• What the task requires: Only the lines from the line holding "Target: rear windshield wiper" to the last line should be output, each exactly as given.

• Given records:
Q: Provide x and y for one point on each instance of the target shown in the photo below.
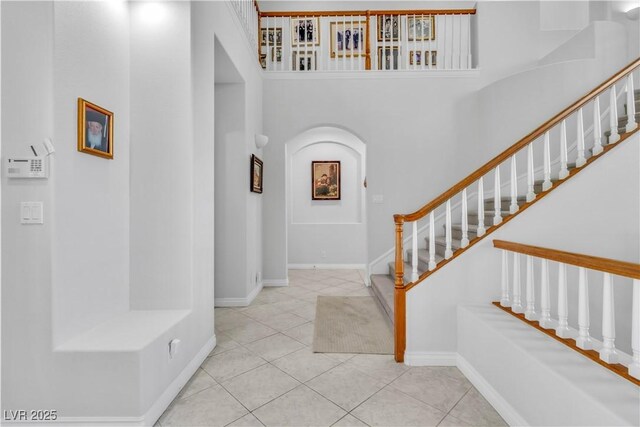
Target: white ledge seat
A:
(129, 331)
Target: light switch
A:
(31, 213)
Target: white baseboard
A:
(506, 411)
(160, 405)
(238, 302)
(270, 283)
(430, 358)
(327, 266)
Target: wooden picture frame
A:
(348, 39)
(325, 180)
(421, 28)
(95, 129)
(257, 174)
(305, 31)
(385, 31)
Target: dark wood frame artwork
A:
(313, 186)
(256, 161)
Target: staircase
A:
(416, 264)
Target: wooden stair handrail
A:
(304, 14)
(506, 154)
(607, 265)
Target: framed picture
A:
(304, 61)
(384, 58)
(305, 31)
(275, 36)
(325, 180)
(256, 174)
(95, 129)
(348, 39)
(421, 28)
(276, 54)
(388, 27)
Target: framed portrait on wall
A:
(305, 31)
(325, 180)
(95, 129)
(256, 174)
(421, 28)
(388, 28)
(348, 39)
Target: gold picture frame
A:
(95, 129)
(325, 180)
(421, 28)
(344, 43)
(305, 31)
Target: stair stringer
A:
(594, 213)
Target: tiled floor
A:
(262, 372)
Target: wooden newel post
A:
(399, 294)
(367, 52)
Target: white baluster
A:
(584, 340)
(563, 330)
(613, 115)
(530, 311)
(564, 171)
(597, 127)
(513, 208)
(505, 301)
(546, 185)
(634, 367)
(631, 105)
(531, 195)
(481, 229)
(497, 218)
(464, 242)
(414, 252)
(545, 298)
(432, 241)
(448, 253)
(516, 304)
(581, 161)
(608, 353)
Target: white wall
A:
(327, 231)
(601, 204)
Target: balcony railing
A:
(419, 40)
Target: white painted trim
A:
(272, 283)
(327, 266)
(159, 406)
(238, 302)
(506, 411)
(430, 358)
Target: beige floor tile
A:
(304, 365)
(383, 367)
(229, 320)
(345, 386)
(274, 346)
(451, 421)
(299, 407)
(433, 386)
(259, 386)
(198, 382)
(231, 363)
(284, 321)
(349, 421)
(250, 332)
(302, 333)
(223, 343)
(248, 420)
(474, 409)
(211, 407)
(390, 408)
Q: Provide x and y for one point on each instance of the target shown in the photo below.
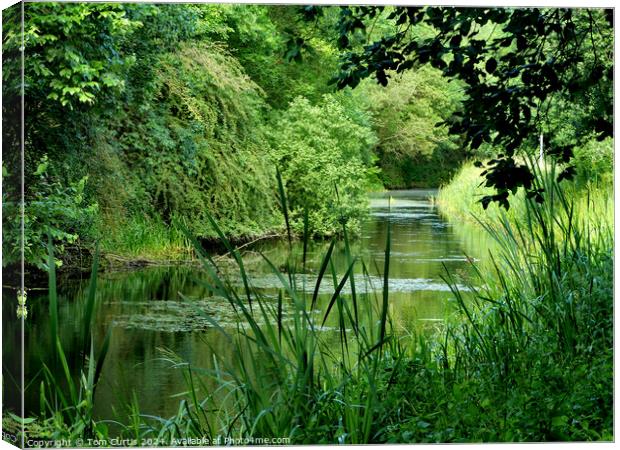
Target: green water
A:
(156, 309)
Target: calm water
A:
(156, 309)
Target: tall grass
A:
(528, 356)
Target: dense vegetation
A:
(157, 131)
(141, 117)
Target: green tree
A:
(529, 59)
(325, 155)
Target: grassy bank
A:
(528, 356)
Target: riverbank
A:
(527, 356)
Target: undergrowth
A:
(528, 357)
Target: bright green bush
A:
(54, 209)
(325, 156)
(595, 161)
(413, 151)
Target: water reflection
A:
(164, 308)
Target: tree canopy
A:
(517, 65)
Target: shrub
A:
(318, 147)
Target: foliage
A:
(197, 142)
(53, 208)
(412, 149)
(325, 155)
(514, 62)
(594, 162)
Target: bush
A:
(52, 208)
(595, 161)
(325, 156)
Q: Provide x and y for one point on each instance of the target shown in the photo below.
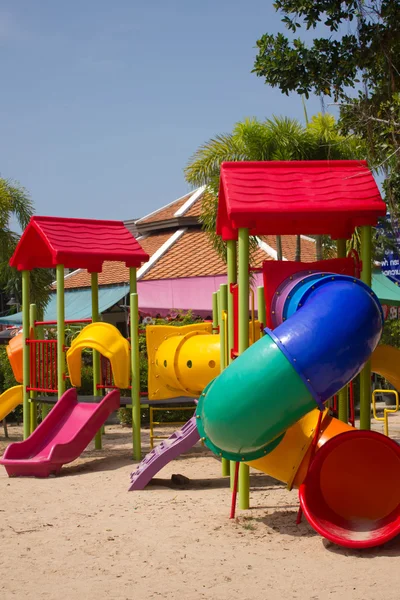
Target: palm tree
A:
(15, 203)
(279, 138)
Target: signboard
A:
(390, 265)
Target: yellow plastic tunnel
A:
(182, 360)
(106, 339)
(289, 461)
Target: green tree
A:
(355, 62)
(16, 203)
(279, 138)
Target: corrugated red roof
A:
(115, 272)
(294, 197)
(76, 243)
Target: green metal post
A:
(60, 331)
(33, 395)
(223, 329)
(343, 398)
(223, 307)
(262, 316)
(94, 283)
(215, 311)
(232, 278)
(135, 365)
(244, 289)
(231, 256)
(365, 375)
(25, 335)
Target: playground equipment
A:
(60, 438)
(39, 364)
(9, 400)
(266, 408)
(323, 325)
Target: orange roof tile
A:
(289, 247)
(193, 256)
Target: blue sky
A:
(102, 103)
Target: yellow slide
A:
(385, 361)
(107, 340)
(10, 400)
(289, 461)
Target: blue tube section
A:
(333, 324)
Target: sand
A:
(82, 535)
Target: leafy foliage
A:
(360, 69)
(279, 138)
(15, 202)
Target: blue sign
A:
(390, 265)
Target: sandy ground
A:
(81, 535)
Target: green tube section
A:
(250, 422)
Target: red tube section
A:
(351, 494)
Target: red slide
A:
(61, 437)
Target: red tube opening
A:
(351, 494)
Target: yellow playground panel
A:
(386, 411)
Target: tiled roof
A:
(289, 246)
(191, 255)
(167, 212)
(195, 209)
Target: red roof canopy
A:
(76, 243)
(297, 197)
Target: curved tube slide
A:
(109, 342)
(263, 409)
(332, 325)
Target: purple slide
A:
(60, 438)
(179, 442)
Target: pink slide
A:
(61, 437)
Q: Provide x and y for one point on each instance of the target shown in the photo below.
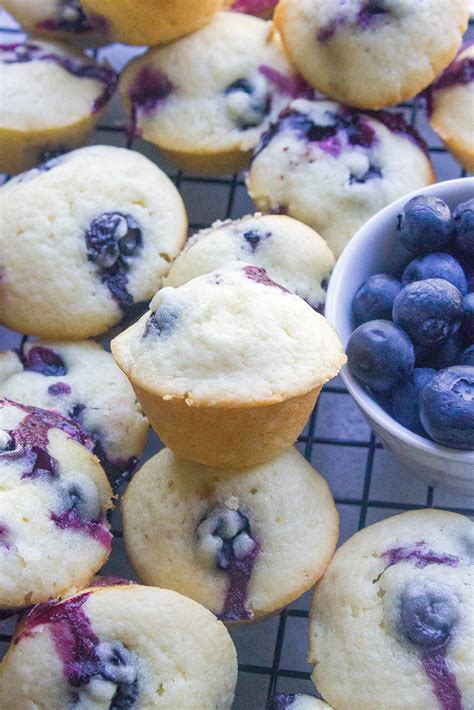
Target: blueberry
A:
(464, 220)
(248, 102)
(162, 322)
(405, 400)
(436, 266)
(112, 236)
(445, 354)
(374, 299)
(429, 311)
(425, 225)
(380, 354)
(82, 499)
(45, 361)
(428, 616)
(447, 407)
(467, 325)
(468, 356)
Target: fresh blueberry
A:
(464, 220)
(444, 354)
(467, 325)
(429, 311)
(380, 354)
(436, 266)
(468, 356)
(45, 361)
(248, 102)
(374, 299)
(162, 322)
(405, 401)
(425, 225)
(427, 615)
(447, 407)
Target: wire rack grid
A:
(368, 484)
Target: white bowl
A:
(375, 248)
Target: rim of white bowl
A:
(363, 237)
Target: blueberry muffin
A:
(228, 366)
(292, 254)
(51, 98)
(205, 100)
(125, 647)
(296, 701)
(399, 592)
(333, 167)
(260, 8)
(82, 382)
(60, 19)
(105, 220)
(450, 100)
(152, 22)
(371, 53)
(53, 500)
(243, 543)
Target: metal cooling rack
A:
(367, 482)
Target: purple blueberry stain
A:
(253, 238)
(162, 323)
(44, 361)
(113, 240)
(224, 540)
(421, 556)
(84, 656)
(22, 53)
(148, 91)
(427, 617)
(59, 389)
(5, 540)
(71, 18)
(260, 276)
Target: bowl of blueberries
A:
(402, 299)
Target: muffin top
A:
(216, 89)
(229, 338)
(45, 84)
(103, 218)
(120, 647)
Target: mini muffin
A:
(243, 543)
(152, 22)
(120, 648)
(82, 239)
(296, 701)
(292, 254)
(260, 8)
(60, 19)
(80, 381)
(53, 500)
(229, 366)
(205, 100)
(450, 102)
(391, 625)
(51, 98)
(333, 168)
(371, 53)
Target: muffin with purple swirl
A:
(51, 97)
(82, 382)
(244, 543)
(119, 648)
(83, 239)
(54, 497)
(395, 608)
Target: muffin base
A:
(227, 437)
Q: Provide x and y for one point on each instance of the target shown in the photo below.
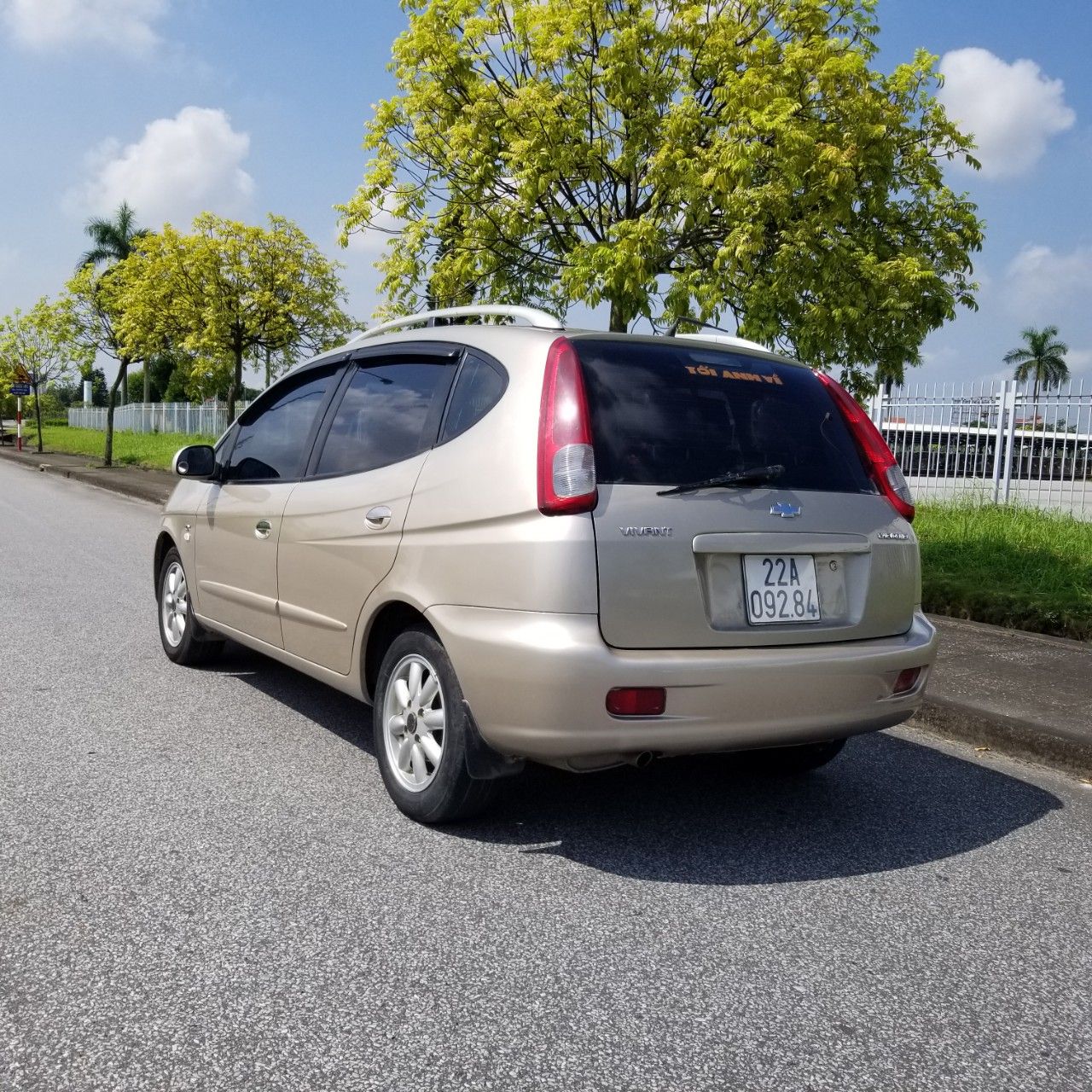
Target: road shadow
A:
(886, 803)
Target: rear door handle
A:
(378, 518)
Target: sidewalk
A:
(1020, 694)
(136, 482)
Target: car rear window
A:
(673, 414)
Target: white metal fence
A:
(997, 440)
(207, 420)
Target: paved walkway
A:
(137, 482)
(1022, 693)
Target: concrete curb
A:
(135, 482)
(1029, 741)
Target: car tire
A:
(184, 640)
(799, 759)
(421, 732)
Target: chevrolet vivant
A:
(519, 542)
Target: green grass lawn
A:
(1011, 566)
(131, 449)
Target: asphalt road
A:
(205, 886)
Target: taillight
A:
(874, 453)
(566, 459)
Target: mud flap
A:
(483, 763)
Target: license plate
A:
(780, 588)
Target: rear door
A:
(237, 527)
(814, 554)
(343, 525)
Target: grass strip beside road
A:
(130, 449)
(1008, 565)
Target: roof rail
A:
(728, 340)
(531, 316)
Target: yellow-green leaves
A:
(229, 291)
(673, 159)
(42, 344)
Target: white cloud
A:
(1079, 361)
(1011, 110)
(180, 166)
(49, 24)
(1042, 282)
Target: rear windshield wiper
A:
(753, 476)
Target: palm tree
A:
(113, 239)
(1042, 358)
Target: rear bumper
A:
(537, 683)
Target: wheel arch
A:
(164, 543)
(393, 617)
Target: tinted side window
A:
(273, 433)
(389, 412)
(667, 415)
(478, 390)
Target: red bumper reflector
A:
(908, 679)
(636, 701)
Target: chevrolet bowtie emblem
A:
(784, 510)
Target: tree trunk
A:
(38, 414)
(619, 319)
(112, 398)
(233, 391)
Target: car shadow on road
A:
(886, 803)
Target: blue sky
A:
(248, 107)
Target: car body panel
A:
(537, 686)
(236, 568)
(330, 560)
(683, 587)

• The response:
Target: rear windshield wiper
A:
(753, 476)
Target: palm tree
A:
(113, 239)
(1042, 358)
Target: rear bumper
A:
(537, 683)
Target: wheel arch
A:
(164, 543)
(393, 617)
Target: tinted side window
A:
(273, 433)
(389, 412)
(667, 415)
(478, 390)
Target: red bumper reflector
A:
(908, 679)
(636, 701)
Target: chevrolet bowtie emblem
A:
(784, 510)
Target: tree trunk
A:
(38, 414)
(619, 319)
(112, 398)
(233, 391)
Target: car shadow on road
A:
(886, 803)
Target: blue sky
A:
(248, 107)
Target: car body panel
A:
(537, 686)
(236, 568)
(330, 560)
(683, 587)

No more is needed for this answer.